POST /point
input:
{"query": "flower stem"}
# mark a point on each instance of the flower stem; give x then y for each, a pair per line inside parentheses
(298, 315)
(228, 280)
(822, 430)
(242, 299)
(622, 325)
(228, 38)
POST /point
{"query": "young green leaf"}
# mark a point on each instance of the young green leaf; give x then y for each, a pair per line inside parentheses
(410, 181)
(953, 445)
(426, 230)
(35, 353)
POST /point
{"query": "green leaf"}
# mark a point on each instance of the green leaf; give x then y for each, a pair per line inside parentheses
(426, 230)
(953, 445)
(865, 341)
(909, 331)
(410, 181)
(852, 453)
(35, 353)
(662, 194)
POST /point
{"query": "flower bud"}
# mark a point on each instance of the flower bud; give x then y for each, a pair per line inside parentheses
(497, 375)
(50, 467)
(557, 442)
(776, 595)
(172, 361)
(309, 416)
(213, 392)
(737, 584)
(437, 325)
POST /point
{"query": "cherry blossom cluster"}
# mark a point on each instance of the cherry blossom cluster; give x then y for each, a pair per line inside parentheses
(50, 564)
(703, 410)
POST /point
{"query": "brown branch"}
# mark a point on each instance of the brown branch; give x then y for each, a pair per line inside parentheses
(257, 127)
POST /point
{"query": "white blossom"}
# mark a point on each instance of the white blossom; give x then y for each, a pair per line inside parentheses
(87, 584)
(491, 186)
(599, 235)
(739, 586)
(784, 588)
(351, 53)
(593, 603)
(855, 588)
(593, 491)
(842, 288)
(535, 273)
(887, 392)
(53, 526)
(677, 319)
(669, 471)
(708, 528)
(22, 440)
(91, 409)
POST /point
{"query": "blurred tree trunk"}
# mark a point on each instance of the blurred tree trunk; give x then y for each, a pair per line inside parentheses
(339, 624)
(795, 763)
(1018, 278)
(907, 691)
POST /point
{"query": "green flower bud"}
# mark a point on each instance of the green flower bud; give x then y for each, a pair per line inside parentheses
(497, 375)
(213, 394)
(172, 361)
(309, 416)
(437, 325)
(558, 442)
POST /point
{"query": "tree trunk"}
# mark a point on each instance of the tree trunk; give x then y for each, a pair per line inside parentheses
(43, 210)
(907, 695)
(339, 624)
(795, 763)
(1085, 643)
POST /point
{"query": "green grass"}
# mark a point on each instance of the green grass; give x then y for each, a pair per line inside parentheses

....

Exercise details:
Could you copy every line in the records that holds "query"?

Exercise solution:
{"query": "flower stem"}
{"query": "young green leaf"}
{"query": "green leaf"}
{"query": "flower bud"}
{"query": "cherry blossom cluster"}
{"query": "brown branch"}
{"query": "white blossom"}
{"query": "blurred tree trunk"}
{"query": "green flower bud"}
{"query": "tree trunk"}
{"query": "green grass"}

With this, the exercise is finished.